Instructions to follow:
Write out the material below again, unchanged.

Exercise input:
# # # # # # #

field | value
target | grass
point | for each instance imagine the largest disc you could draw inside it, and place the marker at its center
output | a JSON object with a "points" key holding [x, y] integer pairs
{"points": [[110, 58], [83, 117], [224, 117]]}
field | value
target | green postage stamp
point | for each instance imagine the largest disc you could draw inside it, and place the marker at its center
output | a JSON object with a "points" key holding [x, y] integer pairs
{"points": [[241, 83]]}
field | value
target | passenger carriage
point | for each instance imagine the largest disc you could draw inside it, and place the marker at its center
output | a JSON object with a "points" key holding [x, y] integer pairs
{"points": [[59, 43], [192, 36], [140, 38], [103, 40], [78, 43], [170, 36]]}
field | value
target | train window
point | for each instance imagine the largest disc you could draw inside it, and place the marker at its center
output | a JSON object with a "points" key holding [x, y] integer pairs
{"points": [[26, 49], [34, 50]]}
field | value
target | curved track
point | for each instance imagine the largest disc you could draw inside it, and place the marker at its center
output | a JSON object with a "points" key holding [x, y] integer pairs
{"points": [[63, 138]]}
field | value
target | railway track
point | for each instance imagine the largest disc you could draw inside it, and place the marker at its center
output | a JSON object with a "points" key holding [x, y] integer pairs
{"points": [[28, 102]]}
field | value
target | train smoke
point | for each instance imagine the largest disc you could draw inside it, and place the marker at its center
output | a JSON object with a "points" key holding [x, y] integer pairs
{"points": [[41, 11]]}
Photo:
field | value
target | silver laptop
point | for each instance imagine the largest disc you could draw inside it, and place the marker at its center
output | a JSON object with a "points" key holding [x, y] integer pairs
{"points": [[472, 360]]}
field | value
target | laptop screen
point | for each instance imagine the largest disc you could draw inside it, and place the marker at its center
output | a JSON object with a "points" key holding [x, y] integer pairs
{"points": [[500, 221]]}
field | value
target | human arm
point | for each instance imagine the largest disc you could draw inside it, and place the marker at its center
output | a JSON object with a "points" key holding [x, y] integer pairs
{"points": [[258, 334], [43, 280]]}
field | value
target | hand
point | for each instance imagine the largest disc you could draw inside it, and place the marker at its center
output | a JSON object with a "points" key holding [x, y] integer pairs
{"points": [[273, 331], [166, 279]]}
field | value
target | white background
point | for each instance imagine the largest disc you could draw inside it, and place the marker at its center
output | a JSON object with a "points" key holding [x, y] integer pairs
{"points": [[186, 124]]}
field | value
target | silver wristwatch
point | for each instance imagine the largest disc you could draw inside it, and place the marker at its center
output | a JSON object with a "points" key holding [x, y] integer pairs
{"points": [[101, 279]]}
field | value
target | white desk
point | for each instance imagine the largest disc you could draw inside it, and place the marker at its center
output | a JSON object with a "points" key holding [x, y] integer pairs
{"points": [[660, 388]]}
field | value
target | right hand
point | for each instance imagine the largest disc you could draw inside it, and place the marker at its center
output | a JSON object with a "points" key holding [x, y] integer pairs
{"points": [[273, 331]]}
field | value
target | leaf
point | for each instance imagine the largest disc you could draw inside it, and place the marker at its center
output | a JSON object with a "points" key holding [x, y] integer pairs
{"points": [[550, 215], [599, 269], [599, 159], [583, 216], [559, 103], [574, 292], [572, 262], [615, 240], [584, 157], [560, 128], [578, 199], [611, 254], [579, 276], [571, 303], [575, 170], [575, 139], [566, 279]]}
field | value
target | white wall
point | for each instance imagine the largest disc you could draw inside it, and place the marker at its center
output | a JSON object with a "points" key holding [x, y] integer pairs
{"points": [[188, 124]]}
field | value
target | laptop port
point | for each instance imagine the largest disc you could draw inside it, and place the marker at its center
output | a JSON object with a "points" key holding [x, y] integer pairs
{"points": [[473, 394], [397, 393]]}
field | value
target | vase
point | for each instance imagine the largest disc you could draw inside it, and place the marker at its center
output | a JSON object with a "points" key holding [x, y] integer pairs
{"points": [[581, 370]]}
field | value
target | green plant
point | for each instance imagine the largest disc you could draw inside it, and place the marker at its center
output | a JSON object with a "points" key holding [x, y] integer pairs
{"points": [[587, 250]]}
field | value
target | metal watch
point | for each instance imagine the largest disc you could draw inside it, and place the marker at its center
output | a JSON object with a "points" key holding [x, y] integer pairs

# # # # # # #

Exercise response:
field | value
target | grass
point | for each instance imagine the largest disc you could draw inside it, and place the marker at its center
output | a JSON object with a "points" key holding [x, y] integer pairs
{"points": [[110, 58], [83, 117], [224, 117]]}
field | value
target | green postage stamp
point | for each instance imagine the largest disc you could draw inside it, and place the marker at its center
output | a JSON object with a "points" key holding [x, y] integer pairs
{"points": [[241, 83]]}
field | value
target | passenger carriage
point | for each instance imagine the largest disc you could draw inside it, and place the marker at its center
output | a JSON object with a "points" key holding [x, y] integer pairs
{"points": [[59, 43], [192, 36], [140, 38], [103, 40], [78, 43], [170, 36]]}
field | value
target | train window
point | for each instance imagine the largest disc you could draw inside it, and place the marker at its center
output | a JSON object with a "points" key holding [x, y] integer pairs
{"points": [[26, 49], [34, 50]]}
field | value
target | curved track
point | for each instance imagine the largest disc you could draw inside it, and place the marker at its center
output | a JSON object with a "points" key holding [x, y] integer pairs
{"points": [[63, 138]]}
field | value
target | railway track
point | for each instance imagine the largest disc you could draw inside it, and place the marker at its center
output | a JSON object with a "points" key holding [x, y] integer pairs
{"points": [[28, 102]]}
field | value
target | train smoke
point | for each instance imagine the largest disc you could draw inside it, and place the marker at its center
output | a JSON object with a "points" key holding [x, y] integer pairs
{"points": [[41, 11]]}
Photo:
field | value
target | silver laptop
point | for each instance imagine the largest disc you could draw inside it, and place the marker at its center
output | a JSON object with a "points" key holding [x, y] integer pairs
{"points": [[472, 360]]}
field | value
target | laptop screen
point | for each instance imagine the largest disc you could draw inside it, and place the marker at its center
output | a JSON object with a "points" key holding [x, y] integer pairs
{"points": [[500, 221]]}
field | value
target | human arm
point | for each instance imagine the largest disc you could draw inside it, and place the marker at its center
output | a JSON object with a "points" key holding [x, y] integer pairs
{"points": [[258, 334], [43, 280]]}
field | value
target | hand
point | for each instance imagine the largest disc you could draw inside it, and place the marker at its center
output | a JSON object with a "points" key holding [x, y] integer pairs
{"points": [[273, 331], [166, 279]]}
field | value
target | white background
point | for each instance imagine the largest disc you could draw inside it, and place the marker at its center
output | a JSON object with a "points" key holding [x, y] integer pairs
{"points": [[186, 124]]}
field | value
target | silver wristwatch
point | for each instance imagine the largest disc you could draw inside it, and place the marker at its center
output | a JSON object with a "points" key holding [x, y] integer pairs
{"points": [[101, 279]]}
field | value
target | white desk
point | for each instance imagine the largest disc you could draw inside it, and place the marker at its center
output | a JSON object with a "points" key holding [x, y] integer pairs
{"points": [[660, 388]]}
field | value
target | right hand
point | for each instance imagine the largest disc you could draw inside it, and place the marker at its center
output | a JSON object with a "points" key holding [x, y] integer pairs
{"points": [[273, 331]]}
field | value
target | leaf
point | for each instance imagine the largest disc you could draw inside it, and place the marker at its center
output | a JSON object with a "points" key holding [x, y] integer pairs
{"points": [[550, 215], [599, 269], [599, 159], [583, 216], [559, 103], [574, 292], [572, 262], [615, 240], [584, 157], [560, 128], [578, 199], [611, 254], [579, 276], [571, 303], [575, 170], [575, 139], [566, 279]]}
field | value
target | white wall
point | for each instance imagine the largest disc you could draw inside it, and place the marker at its center
output | a JSON object with a "points" key holding [x, y] integer pairs
{"points": [[188, 124]]}
field | value
target | laptop port
point | for each instance imagine the largest disc you could draw inside it, and place the marker at its center
output | a JSON object with a "points" key holding [x, y] integer pairs
{"points": [[473, 394], [397, 393]]}
field | value
target | vase
point | for each instance imagine the largest disc you could draw inside it, and place the marker at its center
output | a JSON object with a "points" key holding [x, y] integer pairs
{"points": [[581, 370]]}
field | value
target | green plant
point | for each instance imagine the largest disc you could draw inside it, and place the marker at its center
output | a JSON object with a "points" key holding [x, y] integer pairs
{"points": [[587, 250]]}
field | value
target | metal watch
point | for each instance imagine the largest disc you could draw inside it, and place the marker at its center
output | a JSON object with a "points" key holding [x, y] integer pairs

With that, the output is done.